Implementation:Togethercomputer Together python Endpoints Resource
| Knowledge Sources | |
|---|---|
| Domains | Infrastructure, Model_Deployment |
| Last Updated | 2026-02-15 16:00 GMT |
Overview
Concrete tool for managing dedicated inference endpoints on the Together AI platform provided by the Together Python SDK.
Description
The Endpoints class provides a complete API resource for creating, listing, retrieving, updating, and deleting dedicated inference endpoints. It supports autoscaling configuration, hardware selection, availability zone management, and endpoint lifecycle control. Both synchronous (Endpoints) and asynchronous (AsyncEndpoints) variants are provided.
⚠️ Deprecation Notice: The `disable_prompt_cache` parameter (CLI flag: `--no-prompt-cache`) in `create()` and `update()` is deprecated and will be removed in a future version.
Usage
Import this class when you need to programmatically manage dedicated model deployment endpoints, including creating new endpoints with specific hardware, adjusting autoscaling parameters, or querying available hardware configurations.
Code Reference
Source Location
- Repository: Together Python
- File: src/together/resources/endpoints.py
- Lines: 1-612
Signature
class Endpoints:
def __init__(self, client: TogetherClient) -> None: ...
def list(
self,
type: Optional[Literal["dedicated", "serverless"]] = None,
usage_type: Optional[Literal["on-demand", "reserved"]] = None,
mine: Optional[bool] = None,
) -> List[ListEndpoint]: ...
def create(
self,
*,
model: str,
hardware: str,
min_replicas: int,
max_replicas: int,
display_name: Optional[str] = None,
disable_prompt_cache: bool = True,
disable_speculative_decoding: bool = True,
state: Literal["STARTED", "STOPPED"] = "STARTED",
inactive_timeout: Optional[int] = None,
availability_zone: Optional[str] = None,
) -> DedicatedEndpoint: ...
def get(self, endpoint_id: str) -> DedicatedEndpoint: ...
def delete(self, endpoint_id: str) -> None: ...
def update(
self,
endpoint_id: str,
*,
min_replicas: Optional[int] = None,
max_replicas: Optional[int] = None,
state: Optional[Literal["STARTED", "STOPPED"]] = None,
display_name: Optional[str] = None,
inactive_timeout: Optional[int] = None,
) -> DedicatedEndpoint: ...
def list_hardware(self, model: Optional[str] = None) -> List[HardwareWithStatus]: ...
def list_avzones(self) -> List[str]: ...
Import
from together import Together
client = Together()

-------

▸ **THE TASKS**:
a: Copy the part of the Endpoints reference page from "Code Reference" up to and including "-> List[ListEndpoint]: ...".
b: Answer these questions using the Endpoints reference page:
(i) What CLI flag corresponds to the deprecated parameter?
(ii) In which file is the source code located?
(iii) What is the default value of `state` in `create()`?
c: Continue the Endpoints reference page after its final line.

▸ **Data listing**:
-------

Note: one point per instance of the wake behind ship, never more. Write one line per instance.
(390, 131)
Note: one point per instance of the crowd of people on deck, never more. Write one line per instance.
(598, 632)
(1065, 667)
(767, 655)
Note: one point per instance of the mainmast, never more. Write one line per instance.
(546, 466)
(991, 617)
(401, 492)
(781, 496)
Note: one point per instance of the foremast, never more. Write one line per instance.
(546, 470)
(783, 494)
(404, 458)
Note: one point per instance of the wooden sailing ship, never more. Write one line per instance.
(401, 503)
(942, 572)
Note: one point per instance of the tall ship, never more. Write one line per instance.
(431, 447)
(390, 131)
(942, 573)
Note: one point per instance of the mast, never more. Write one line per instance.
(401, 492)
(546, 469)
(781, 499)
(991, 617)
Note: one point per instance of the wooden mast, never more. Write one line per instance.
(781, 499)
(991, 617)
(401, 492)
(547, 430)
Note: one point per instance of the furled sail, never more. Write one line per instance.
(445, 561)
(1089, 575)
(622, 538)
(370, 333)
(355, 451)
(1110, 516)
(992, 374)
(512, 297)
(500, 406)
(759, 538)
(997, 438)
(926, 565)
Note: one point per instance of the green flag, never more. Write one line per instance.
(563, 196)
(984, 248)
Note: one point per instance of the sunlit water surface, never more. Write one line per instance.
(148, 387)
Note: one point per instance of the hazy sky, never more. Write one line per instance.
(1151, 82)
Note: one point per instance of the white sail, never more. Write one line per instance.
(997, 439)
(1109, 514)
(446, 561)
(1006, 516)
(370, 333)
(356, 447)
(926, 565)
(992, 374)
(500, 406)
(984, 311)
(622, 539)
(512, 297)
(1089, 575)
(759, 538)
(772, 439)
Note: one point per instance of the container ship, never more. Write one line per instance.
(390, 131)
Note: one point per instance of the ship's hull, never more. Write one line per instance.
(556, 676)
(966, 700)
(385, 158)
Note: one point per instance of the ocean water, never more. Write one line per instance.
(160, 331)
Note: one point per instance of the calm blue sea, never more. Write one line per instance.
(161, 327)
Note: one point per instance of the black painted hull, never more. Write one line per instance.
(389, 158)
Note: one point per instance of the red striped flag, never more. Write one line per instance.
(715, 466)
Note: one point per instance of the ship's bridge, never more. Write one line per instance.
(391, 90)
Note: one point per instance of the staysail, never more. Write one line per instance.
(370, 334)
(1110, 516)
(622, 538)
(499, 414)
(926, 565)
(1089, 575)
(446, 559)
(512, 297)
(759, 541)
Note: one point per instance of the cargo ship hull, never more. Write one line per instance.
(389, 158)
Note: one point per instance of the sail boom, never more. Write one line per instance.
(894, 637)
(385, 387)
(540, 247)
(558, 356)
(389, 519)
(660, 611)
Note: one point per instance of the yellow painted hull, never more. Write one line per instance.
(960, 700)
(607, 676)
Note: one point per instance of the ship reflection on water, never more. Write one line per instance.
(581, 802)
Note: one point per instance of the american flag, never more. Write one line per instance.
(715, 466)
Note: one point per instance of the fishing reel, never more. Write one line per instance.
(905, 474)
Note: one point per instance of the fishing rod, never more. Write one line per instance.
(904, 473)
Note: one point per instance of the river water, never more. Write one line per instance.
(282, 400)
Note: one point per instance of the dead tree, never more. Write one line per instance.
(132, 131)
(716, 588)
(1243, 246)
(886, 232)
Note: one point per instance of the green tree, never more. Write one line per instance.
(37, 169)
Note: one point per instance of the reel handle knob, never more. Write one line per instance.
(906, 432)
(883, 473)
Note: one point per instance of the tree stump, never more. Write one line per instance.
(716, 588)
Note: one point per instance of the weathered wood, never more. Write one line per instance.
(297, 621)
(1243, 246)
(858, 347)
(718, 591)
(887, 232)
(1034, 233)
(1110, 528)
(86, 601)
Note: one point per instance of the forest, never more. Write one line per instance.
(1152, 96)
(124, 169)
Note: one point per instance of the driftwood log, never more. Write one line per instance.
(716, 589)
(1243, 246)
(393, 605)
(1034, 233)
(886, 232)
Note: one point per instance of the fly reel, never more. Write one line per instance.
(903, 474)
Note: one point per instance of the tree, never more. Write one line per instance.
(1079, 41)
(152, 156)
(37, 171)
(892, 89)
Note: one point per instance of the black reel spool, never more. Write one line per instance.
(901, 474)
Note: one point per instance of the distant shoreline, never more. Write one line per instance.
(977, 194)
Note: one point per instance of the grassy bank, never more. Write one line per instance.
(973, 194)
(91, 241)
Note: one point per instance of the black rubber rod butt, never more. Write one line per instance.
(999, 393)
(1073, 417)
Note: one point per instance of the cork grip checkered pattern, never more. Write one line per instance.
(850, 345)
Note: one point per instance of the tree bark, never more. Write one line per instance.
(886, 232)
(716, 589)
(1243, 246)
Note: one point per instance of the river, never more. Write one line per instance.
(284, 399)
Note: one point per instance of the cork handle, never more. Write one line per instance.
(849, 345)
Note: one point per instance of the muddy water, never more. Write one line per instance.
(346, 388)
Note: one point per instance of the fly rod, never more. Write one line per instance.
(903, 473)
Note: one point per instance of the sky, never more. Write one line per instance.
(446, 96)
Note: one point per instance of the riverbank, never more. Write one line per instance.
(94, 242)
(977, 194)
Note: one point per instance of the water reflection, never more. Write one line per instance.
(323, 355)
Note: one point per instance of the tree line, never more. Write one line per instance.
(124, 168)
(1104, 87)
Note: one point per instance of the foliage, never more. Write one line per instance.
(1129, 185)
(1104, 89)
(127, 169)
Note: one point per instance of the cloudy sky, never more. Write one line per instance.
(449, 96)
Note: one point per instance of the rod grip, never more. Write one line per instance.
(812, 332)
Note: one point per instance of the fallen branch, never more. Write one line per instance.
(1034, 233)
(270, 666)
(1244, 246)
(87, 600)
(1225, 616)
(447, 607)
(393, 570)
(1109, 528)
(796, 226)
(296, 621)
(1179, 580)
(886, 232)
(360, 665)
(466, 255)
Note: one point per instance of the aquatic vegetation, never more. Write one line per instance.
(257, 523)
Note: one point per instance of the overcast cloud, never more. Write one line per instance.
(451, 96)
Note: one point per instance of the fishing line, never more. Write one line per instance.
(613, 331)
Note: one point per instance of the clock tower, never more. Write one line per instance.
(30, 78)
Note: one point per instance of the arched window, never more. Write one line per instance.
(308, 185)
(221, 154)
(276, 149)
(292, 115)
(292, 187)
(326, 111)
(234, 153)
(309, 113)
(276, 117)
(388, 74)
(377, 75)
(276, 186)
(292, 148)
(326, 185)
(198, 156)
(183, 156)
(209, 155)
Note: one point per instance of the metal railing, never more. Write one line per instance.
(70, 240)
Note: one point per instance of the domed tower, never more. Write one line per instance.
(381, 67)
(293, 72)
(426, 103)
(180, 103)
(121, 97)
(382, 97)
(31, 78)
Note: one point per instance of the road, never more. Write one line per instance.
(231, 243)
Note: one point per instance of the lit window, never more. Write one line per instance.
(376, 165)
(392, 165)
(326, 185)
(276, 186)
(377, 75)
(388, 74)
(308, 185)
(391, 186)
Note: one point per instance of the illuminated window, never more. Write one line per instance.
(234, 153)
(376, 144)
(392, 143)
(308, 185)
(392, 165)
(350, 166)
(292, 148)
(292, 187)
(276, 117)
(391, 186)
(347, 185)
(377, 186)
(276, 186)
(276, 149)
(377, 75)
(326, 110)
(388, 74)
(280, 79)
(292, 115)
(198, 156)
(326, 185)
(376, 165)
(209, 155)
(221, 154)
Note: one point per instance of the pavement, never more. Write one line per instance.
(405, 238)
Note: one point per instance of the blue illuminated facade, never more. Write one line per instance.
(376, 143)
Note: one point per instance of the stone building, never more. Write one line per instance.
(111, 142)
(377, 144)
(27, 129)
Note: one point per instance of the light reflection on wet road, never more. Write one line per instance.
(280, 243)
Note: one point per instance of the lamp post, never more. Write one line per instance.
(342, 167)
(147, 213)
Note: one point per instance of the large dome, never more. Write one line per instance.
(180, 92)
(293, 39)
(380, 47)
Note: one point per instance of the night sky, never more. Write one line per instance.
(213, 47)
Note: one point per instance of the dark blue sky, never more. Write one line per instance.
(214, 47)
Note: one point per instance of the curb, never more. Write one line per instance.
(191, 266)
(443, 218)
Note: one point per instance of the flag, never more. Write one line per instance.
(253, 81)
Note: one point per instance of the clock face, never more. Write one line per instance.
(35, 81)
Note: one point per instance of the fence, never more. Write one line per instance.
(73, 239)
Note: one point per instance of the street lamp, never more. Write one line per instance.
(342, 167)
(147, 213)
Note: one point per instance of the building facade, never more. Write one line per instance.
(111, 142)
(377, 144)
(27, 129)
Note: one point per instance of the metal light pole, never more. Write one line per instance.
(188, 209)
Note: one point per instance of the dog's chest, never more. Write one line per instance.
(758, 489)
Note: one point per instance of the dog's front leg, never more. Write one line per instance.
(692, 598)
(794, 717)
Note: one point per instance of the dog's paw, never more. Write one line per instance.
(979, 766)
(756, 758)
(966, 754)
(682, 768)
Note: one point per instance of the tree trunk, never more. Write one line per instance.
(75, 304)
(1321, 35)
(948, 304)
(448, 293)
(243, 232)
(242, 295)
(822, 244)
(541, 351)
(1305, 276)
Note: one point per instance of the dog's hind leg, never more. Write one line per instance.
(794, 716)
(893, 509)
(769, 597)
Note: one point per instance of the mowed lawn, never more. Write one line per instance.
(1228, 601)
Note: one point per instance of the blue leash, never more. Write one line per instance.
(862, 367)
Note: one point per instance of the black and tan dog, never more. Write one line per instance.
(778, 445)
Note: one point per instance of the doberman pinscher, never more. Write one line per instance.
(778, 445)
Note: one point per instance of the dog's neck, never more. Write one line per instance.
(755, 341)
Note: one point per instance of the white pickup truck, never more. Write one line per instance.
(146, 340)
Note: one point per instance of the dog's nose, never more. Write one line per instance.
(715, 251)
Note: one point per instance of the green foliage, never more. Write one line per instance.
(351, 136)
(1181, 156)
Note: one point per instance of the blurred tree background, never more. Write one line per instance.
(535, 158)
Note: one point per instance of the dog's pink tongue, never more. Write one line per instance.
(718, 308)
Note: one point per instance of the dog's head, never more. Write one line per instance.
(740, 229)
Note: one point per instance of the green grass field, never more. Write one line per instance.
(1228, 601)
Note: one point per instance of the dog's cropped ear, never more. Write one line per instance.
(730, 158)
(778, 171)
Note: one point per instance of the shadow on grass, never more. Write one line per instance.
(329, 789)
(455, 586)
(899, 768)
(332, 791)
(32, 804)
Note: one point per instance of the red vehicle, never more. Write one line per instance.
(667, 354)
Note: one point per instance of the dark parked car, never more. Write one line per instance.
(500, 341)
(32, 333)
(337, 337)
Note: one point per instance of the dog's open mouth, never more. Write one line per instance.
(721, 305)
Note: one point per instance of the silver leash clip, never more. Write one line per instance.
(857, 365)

-------

▸ **EXPECTED RESPONSES**:
a:
Code Reference
Source Location
- Repository: Together Python
- File: src/together/resources/endpoints.py
- Lines: 1-612
Signature
class Endpoints:
def __init__(self, client: TogetherClient) -> None: ...
def list(
self,
type: Optional[Literal["dedicated", "serverless"]] = None,
usage_type: Optional[Literal["on-demand", "reserved"]] = None,
mine: Optional[bool] = None,
) -> List[ListEndpoint]: ...

b:
(i) `--no-prompt-cache`
(ii) src/together/resources/endpoints.py
(iii) "STARTED"

c:
# Access via client.endpoints
I/O Contract
Inputs
| Name | Type | Required | Description |
|---|---|---|---|
| model | str | Yes (create) | The model to deploy on the endpoint |
| hardware | str | Yes (create) | Hardware configuration ID (e.g., "1x_nvidia_h100_80gb_sxm") |
| min_replicas | int | Yes (create) | Minimum number of replicas to maintain |
| max_replicas | int | Yes (create) | Maximum number of replicas to scale to |
| endpoint_id | str | Yes (get/update/delete) | Unique identifier of the endpoint |
| type | Literal["dedicated", "serverless"] | No | Filter endpoints by type |
| state | Literal["STARTED", "STOPPED"] | No | Desired endpoint state |
| inactive_timeout | int | No | Minutes of inactivity before auto-stop (0 to disable) |
Outputs
| Name | Type | Description |
|---|---|---|
| list() returns | List[ListEndpoint] | List of endpoint summary objects |
| create() returns | DedicatedEndpoint | Created endpoint details with ID, state, autoscaling config |
| get() returns | DedicatedEndpoint | Full endpoint details |
| update() returns | DedicatedEndpoint | Updated endpoint details |
| list_hardware() returns | List[HardwareWithStatus] | Available hardware configs with pricing and availability |
| list_avzones() returns | List[str] | Available deployment zones |
Usage Examples
Create a Dedicated Endpoint
from together import Together
client = Together()
# Create a dedicated endpoint with autoscaling
endpoint = client.endpoints.create(
model="meta-llama/Llama-4-Scout-17B-16E-Instruct",
hardware="1x_nvidia_h100_80gb_sxm",
min_replicas=1,
max_replicas=3,
display_name="My Llama Endpoint",
state="STARTED",
)
print(f"Endpoint ID: {endpoint.id}")
print(f"State: {endpoint.state}")
List and Manage Endpoints
# List only your dedicated endpoints
my_endpoints = client.endpoints.list(type="dedicated", mine=True)
# Get details for a specific endpoint
details = client.endpoints.get("endpoint-abc123")
# Update autoscaling
updated = client.endpoints.update(
"endpoint-abc123",
min_replicas=2,
max_replicas=5,
)
# Stop an endpoint
client.endpoints.update("endpoint-abc123", state="STOPPED")
# Delete an endpoint
client.endpoints.delete("endpoint-abc123")
Query Hardware and Availability Zones
# List hardware compatible with a specific model
hardware = client.endpoints.list_hardware(model="meta-llama/Llama-4-Scout-17B-16E-Instruct")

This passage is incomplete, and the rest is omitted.